>> start Supplied records

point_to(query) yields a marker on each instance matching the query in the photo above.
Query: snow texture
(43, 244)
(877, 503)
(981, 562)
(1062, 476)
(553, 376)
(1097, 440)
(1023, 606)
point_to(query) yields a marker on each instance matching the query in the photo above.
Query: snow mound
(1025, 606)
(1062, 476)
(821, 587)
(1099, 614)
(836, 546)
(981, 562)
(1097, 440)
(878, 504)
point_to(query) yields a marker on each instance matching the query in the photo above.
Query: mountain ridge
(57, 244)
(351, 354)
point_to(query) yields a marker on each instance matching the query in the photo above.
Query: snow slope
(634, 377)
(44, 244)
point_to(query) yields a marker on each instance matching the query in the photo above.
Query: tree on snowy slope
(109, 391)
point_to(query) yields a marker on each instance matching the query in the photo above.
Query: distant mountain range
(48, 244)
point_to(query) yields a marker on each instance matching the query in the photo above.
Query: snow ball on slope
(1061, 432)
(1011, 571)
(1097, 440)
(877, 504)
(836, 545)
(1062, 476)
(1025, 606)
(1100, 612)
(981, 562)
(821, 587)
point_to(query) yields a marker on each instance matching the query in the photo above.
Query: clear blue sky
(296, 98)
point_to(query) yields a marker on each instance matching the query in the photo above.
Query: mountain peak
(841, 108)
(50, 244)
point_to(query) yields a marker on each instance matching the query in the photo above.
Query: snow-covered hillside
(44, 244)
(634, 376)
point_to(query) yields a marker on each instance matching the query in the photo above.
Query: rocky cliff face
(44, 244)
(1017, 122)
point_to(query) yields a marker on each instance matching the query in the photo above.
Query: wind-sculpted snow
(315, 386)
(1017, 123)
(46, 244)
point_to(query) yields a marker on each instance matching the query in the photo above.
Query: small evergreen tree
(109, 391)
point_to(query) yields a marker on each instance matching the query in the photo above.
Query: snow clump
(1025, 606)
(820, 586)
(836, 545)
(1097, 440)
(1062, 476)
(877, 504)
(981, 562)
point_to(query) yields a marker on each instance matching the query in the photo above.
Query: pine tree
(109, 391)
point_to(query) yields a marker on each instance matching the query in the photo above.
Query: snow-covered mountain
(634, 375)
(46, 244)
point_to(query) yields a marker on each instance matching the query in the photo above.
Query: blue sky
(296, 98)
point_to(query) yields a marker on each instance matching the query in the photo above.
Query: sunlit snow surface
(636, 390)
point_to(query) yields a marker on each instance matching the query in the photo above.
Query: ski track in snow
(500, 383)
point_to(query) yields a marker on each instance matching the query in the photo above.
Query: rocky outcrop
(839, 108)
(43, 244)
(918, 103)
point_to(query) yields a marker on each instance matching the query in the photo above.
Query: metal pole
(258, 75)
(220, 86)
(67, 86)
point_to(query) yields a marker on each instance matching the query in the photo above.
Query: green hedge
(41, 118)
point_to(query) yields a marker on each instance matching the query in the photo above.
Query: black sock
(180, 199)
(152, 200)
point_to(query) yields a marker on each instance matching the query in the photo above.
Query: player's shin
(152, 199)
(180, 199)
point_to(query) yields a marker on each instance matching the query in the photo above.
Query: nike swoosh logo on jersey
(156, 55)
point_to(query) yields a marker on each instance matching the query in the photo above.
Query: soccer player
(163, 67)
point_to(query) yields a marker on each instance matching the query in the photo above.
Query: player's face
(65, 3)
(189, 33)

>> end Supplied records

Set exercise: Please convert the lines above, from the very first one through the line containing "(1023, 606)", both included, into a numbered list that leaves out any blank lines.

Exercise output:
1. point_to(query) yields a marker on each instance matching the query in the photo above.
2. Query: snow texture
3. (43, 244)
4. (877, 503)
5. (981, 562)
6. (1062, 476)
7. (553, 376)
8. (1097, 440)
9. (1023, 606)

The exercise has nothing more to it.